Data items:
--

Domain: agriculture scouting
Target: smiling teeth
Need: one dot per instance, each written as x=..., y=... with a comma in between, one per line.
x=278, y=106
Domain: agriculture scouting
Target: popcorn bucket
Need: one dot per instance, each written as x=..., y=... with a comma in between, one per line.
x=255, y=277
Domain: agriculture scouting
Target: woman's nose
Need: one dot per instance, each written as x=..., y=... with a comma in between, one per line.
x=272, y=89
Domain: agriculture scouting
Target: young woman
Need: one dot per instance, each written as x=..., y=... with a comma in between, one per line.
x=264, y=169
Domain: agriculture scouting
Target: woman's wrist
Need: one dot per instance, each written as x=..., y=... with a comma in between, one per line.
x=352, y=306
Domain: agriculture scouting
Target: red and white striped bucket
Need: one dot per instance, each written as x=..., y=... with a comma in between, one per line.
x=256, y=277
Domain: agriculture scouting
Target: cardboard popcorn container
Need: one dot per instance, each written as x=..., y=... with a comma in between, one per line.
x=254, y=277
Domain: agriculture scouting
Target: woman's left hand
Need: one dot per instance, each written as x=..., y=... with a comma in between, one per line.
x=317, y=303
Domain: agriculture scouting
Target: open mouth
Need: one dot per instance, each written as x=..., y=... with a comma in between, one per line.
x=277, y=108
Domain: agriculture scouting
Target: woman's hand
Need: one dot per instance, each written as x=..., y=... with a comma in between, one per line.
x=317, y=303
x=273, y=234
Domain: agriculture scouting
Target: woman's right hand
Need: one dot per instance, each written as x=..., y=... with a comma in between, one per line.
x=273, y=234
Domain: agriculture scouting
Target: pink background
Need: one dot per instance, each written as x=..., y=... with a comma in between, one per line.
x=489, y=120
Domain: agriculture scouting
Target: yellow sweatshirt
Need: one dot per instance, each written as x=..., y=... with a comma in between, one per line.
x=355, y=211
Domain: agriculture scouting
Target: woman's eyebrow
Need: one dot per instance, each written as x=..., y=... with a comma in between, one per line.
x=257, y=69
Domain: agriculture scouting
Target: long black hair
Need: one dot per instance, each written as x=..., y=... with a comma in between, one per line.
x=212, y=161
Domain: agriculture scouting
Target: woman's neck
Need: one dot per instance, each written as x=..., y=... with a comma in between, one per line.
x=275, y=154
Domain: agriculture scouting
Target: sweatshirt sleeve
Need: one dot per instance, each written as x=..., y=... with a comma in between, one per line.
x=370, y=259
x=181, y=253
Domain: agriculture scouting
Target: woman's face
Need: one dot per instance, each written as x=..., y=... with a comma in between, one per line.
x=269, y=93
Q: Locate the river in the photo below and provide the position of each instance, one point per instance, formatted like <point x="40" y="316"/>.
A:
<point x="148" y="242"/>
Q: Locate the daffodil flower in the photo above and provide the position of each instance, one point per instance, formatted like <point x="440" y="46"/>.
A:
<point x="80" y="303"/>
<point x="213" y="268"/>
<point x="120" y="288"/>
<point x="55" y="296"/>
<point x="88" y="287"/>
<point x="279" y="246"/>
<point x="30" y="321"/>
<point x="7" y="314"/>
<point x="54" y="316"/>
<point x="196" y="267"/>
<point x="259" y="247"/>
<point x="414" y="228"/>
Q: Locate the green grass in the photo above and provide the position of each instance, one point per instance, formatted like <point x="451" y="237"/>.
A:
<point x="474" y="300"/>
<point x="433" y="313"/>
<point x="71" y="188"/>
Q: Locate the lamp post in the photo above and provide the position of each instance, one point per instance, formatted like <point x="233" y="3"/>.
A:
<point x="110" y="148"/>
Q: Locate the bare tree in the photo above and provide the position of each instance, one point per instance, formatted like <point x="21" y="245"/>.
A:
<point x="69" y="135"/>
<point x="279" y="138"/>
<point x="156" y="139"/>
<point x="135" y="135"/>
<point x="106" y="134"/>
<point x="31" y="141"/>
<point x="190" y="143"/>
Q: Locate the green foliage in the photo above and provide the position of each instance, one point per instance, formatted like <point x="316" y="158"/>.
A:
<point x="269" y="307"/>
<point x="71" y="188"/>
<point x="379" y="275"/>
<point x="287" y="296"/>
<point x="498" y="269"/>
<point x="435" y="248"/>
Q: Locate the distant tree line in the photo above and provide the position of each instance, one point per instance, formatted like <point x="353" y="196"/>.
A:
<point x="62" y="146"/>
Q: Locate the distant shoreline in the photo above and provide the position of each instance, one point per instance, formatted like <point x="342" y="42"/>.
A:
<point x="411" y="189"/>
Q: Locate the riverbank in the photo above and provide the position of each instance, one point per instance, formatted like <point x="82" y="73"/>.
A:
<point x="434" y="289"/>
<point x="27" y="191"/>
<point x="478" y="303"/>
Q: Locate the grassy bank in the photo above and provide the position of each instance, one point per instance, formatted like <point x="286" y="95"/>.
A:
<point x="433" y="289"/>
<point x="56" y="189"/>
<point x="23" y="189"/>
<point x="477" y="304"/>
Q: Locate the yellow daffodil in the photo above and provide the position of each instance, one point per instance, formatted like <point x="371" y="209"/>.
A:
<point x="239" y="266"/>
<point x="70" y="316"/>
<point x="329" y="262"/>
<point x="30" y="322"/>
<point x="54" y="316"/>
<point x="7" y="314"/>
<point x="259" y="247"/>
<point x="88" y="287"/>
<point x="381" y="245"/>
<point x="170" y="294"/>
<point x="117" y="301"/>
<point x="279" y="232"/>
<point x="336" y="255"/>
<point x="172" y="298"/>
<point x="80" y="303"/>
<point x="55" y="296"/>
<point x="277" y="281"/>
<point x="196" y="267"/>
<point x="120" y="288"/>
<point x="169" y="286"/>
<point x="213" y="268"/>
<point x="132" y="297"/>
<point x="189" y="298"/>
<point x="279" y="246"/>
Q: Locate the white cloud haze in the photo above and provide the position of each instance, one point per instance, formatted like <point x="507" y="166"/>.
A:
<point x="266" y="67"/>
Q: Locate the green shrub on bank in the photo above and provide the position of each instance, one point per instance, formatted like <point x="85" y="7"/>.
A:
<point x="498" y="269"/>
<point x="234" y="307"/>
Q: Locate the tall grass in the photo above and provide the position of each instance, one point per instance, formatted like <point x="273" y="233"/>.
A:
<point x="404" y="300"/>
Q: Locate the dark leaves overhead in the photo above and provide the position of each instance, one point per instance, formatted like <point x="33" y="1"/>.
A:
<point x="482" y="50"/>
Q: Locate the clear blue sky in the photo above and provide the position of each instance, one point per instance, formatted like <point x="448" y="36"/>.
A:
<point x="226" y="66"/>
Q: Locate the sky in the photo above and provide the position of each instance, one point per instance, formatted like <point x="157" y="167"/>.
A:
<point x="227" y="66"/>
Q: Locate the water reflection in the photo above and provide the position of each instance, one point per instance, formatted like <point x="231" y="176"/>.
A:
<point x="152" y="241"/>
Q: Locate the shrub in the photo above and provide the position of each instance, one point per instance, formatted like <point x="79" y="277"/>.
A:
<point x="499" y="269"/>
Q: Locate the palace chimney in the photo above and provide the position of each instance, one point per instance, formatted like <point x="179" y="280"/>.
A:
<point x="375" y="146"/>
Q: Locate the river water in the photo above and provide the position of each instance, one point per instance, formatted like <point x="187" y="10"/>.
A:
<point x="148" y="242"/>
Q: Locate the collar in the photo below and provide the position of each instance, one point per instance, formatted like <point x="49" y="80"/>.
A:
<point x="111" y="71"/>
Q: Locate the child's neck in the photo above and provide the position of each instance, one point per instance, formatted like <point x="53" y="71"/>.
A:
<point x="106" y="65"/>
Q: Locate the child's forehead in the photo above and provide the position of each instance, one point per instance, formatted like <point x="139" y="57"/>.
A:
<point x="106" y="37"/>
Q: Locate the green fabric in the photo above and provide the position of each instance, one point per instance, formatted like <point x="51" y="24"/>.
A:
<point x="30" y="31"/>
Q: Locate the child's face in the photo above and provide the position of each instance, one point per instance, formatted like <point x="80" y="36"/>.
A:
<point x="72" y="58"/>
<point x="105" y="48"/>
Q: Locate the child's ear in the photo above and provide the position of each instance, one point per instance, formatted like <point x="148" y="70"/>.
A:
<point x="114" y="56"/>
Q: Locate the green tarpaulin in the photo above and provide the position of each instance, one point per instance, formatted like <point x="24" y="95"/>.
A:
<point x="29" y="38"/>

--

— DESCRIPTION OF THE TASK —
Reproduce the entries above exactly, starting at their first line and finishing with the line that contains "Target: red and white striped bucket".

— RESULT —
Domain: agriculture scouting
Target: smiling teeth
Need: one dot per instance, each written as x=..., y=... with a comma in between, one per line.
x=278, y=106
Domain: agriculture scouting
Target: popcorn bucket
Need: one dot per instance, each written as x=..., y=... with a comma in between, one per line.
x=255, y=277
Domain: agriculture scouting
Target: woman's nose
Need: one dot per instance, each written as x=..., y=... with a comma in between, one per line.
x=272, y=89
Domain: agriculture scouting
Target: young woman
Need: one dot per instance, each written as x=..., y=... with a comma in between, one per line.
x=264, y=169
Domain: agriculture scouting
Target: woman's wrist
Need: one dot per instance, each written as x=..., y=... with a comma in between, one per line.
x=352, y=306
Domain: agriculture scouting
Target: red and white striped bucket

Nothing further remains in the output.